→ **EXERCISE INPUT**
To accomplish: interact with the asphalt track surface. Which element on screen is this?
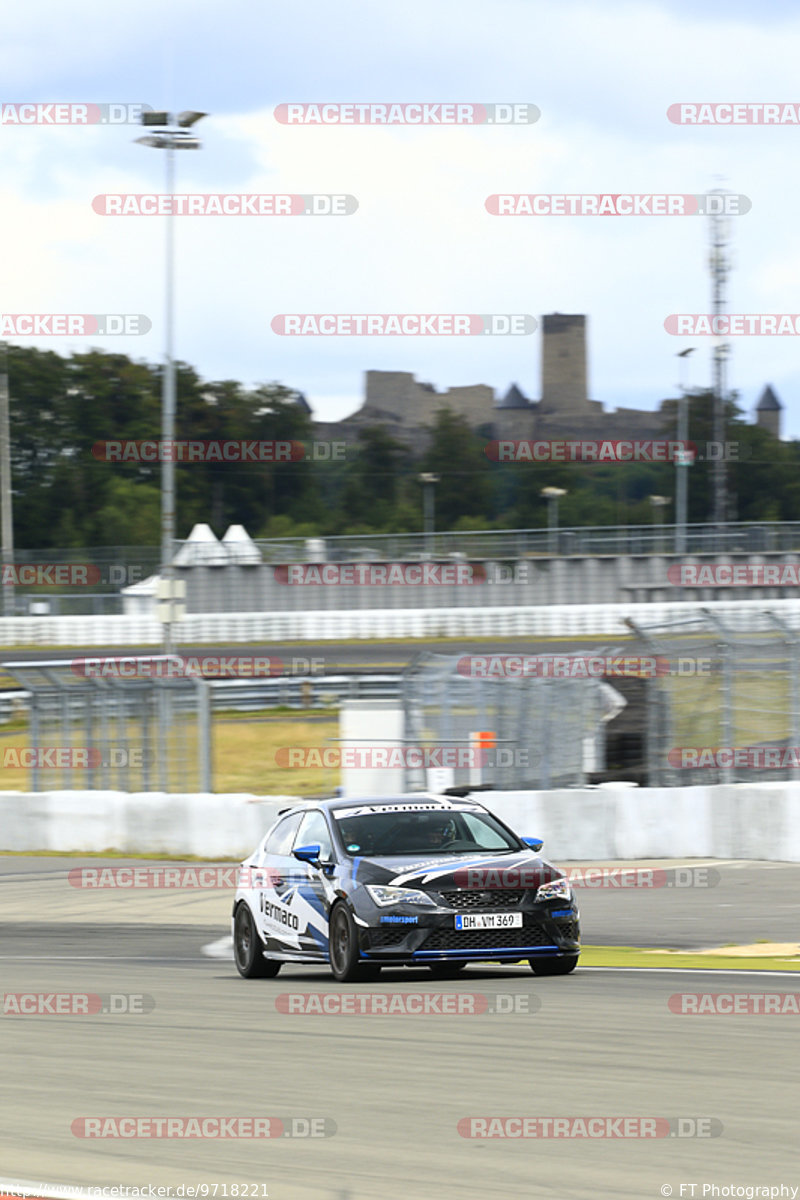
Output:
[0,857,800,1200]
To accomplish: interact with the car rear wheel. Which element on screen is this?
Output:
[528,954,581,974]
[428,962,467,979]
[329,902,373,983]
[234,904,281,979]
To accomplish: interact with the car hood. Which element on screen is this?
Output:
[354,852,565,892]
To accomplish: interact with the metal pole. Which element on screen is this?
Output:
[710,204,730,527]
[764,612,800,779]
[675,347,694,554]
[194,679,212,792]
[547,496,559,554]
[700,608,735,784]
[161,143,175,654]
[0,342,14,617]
...
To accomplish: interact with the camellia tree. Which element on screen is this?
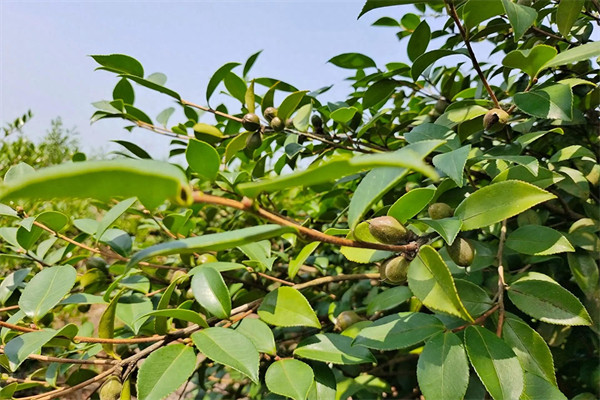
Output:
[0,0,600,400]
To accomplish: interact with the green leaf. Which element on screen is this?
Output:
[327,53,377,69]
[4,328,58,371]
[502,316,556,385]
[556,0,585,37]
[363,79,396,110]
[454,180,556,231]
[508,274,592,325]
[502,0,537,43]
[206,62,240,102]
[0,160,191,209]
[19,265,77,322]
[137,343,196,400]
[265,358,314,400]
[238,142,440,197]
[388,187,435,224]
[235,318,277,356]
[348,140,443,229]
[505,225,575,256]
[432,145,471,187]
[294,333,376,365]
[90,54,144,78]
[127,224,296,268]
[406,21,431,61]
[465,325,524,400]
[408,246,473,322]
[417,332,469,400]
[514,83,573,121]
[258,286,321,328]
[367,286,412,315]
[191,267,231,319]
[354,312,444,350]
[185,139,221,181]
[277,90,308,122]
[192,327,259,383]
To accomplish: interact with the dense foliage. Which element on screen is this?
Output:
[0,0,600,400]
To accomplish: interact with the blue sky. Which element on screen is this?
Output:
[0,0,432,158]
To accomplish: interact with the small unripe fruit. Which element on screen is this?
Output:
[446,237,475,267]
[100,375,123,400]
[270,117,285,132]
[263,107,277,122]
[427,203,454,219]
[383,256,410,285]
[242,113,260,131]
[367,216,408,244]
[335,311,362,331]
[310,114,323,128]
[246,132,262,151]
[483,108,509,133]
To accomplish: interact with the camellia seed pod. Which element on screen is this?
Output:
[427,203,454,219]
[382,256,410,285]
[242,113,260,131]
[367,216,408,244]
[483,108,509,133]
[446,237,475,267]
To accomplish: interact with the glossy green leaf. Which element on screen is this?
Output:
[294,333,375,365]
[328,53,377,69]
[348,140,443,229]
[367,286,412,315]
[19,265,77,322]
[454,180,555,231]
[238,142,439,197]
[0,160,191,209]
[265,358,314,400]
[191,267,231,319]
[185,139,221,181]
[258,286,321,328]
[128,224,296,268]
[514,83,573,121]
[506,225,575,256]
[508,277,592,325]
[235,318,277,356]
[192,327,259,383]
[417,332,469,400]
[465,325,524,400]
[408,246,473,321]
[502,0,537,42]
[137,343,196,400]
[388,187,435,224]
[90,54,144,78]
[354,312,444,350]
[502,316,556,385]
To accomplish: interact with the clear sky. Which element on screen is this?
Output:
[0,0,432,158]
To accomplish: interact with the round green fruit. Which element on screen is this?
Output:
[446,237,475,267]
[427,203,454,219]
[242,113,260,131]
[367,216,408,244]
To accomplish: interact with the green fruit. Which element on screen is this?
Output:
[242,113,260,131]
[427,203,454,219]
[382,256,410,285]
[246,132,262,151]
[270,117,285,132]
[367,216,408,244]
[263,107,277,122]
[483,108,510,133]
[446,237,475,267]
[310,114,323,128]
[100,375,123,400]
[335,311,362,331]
---
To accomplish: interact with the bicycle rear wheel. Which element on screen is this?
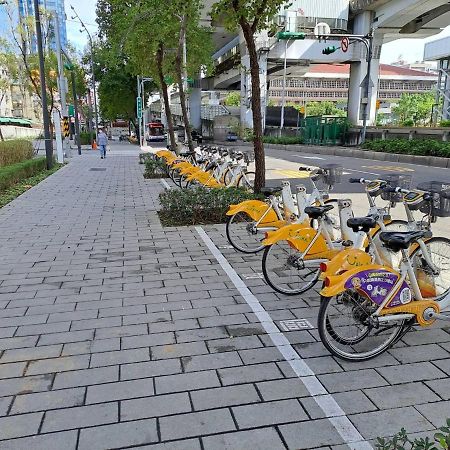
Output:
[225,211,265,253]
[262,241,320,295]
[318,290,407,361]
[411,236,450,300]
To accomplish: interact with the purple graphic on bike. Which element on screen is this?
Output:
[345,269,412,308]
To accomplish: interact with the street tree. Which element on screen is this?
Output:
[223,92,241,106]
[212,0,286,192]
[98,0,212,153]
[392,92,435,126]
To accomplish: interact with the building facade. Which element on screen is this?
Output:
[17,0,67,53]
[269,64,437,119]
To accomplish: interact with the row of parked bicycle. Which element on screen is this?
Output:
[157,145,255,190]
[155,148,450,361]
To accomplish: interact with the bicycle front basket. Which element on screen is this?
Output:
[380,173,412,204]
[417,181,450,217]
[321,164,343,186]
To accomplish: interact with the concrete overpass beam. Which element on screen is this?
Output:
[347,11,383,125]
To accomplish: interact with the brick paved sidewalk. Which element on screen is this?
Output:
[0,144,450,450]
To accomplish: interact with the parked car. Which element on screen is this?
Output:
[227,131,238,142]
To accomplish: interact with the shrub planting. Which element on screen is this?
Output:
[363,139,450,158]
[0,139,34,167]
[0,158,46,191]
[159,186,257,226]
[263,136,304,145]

→ **PROBLEM REQUIREMENTS**
Copy the material above, from the line containing "To accomplish: interact with the shrub" through the line containing "[263,136,304,145]", including both of those lines.

→ **ANSWER TO THIS TASK**
To accomplish: interact with the shrub planting. Which element on screen is this?
Output:
[363,139,450,158]
[0,139,34,167]
[0,158,46,191]
[159,186,257,226]
[263,136,304,145]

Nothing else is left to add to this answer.